### EXCERPT TO READ:
=== Section Start ===
The lobby of the Shearaton Hotel in Puerto Vallarta was bustling overnight, with a long line of people forming to check out. More than 900 guests had rooms at the hotel the previous evening, but many wanted to get out of town before the storm arrived.
Sandra Rojas and her husband, a veterinarian from San Jose, Costa Rica, were among those trying to leave. After loading their cars, they were going to drive to the Jalisco state capital of Guadalajara to plan their next move.
The hotel is saying that nothing is going to happen,” said Ms Rojas. “But it’s nature. Anything can happen.
In Puerto Vallarta on Thursday, restaurants and stores taped or boarded-up windows, and residents raced to stores for last-minute purchases ahead of the storm.
The Hurricane Centre in Miami warned that preparations should be rushed to completion, saying the storm could cause coastal flooding, destructive waves and flash floods.
“This is an extremely dangerous, potentially catastrophic hurricane,” centre meteorologist Dennis Feltgen said.
=== Section End ===
(Source records)
=== Section Start ===
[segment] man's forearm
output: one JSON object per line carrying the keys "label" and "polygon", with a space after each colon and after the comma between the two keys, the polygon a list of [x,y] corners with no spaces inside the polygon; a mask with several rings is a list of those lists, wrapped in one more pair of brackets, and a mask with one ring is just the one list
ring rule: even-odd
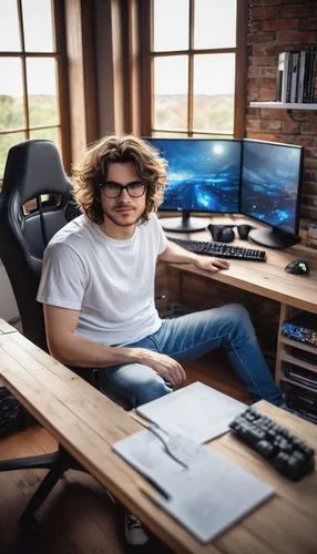
{"label": "man's forearm", "polygon": [[62,342],[49,341],[51,355],[62,363],[82,368],[105,368],[141,361],[139,348],[106,347],[72,335]]}
{"label": "man's forearm", "polygon": [[162,261],[167,261],[171,264],[195,264],[198,259],[198,255],[182,248],[175,243],[168,240],[167,248],[158,259]]}

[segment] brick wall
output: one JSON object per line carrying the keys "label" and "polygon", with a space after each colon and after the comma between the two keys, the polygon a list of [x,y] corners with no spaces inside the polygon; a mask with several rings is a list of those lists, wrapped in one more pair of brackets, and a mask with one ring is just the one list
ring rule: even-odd
{"label": "brick wall", "polygon": [[[247,100],[274,101],[278,53],[317,44],[316,0],[249,0]],[[317,109],[247,107],[246,136],[305,146],[300,227],[317,220]]]}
=== Section End ===
### BRIEF A:
Using the hurricane article, explain in one to three sentences why the Hurricane Centre in Miami said preparations should be rushed to completion.
### BRIEF B:
Answer these questions from the hurricane article:
(i) How many guests had rooms at the hotel the previous evening?
(ii) To which city were Sandra Rojas and her husband going to drive?
(iii) What did restaurants and stores in Puerto Vallarta do to their windows on Thursday?
### BRIEF C:
Print the stretch of the hurricane article from "Sandra Rojas and" through "Anything can happen.".

### PROBLEM SOLUTION A:
The Hurricane Centre gave that warning because the storm could cause coastal flooding, destructive waves and flash floods. Centre meteorologist Dennis Feltgen also called it an extremely dangerous, potentially catastrophic hurricane.

### PROBLEM SOLUTION B:
(i) More than 900 guests had rooms there.
(ii) They were going to drive to Guadalajara, the Jalisco state capital.
(iii) They taped or boarded up their windows.

### PROBLEM SOLUTION C:
Sandra Rojas and her husband, a veterinarian from San Jose, Costa Rica, were among those trying to leave. After loading their cars, they were going to drive to the Jalisco state capital of Guadalajara to plan their next move.
The hotel is saying that nothing is going to happen,” said Ms Rojas. “But it’s nature. Anything can happen.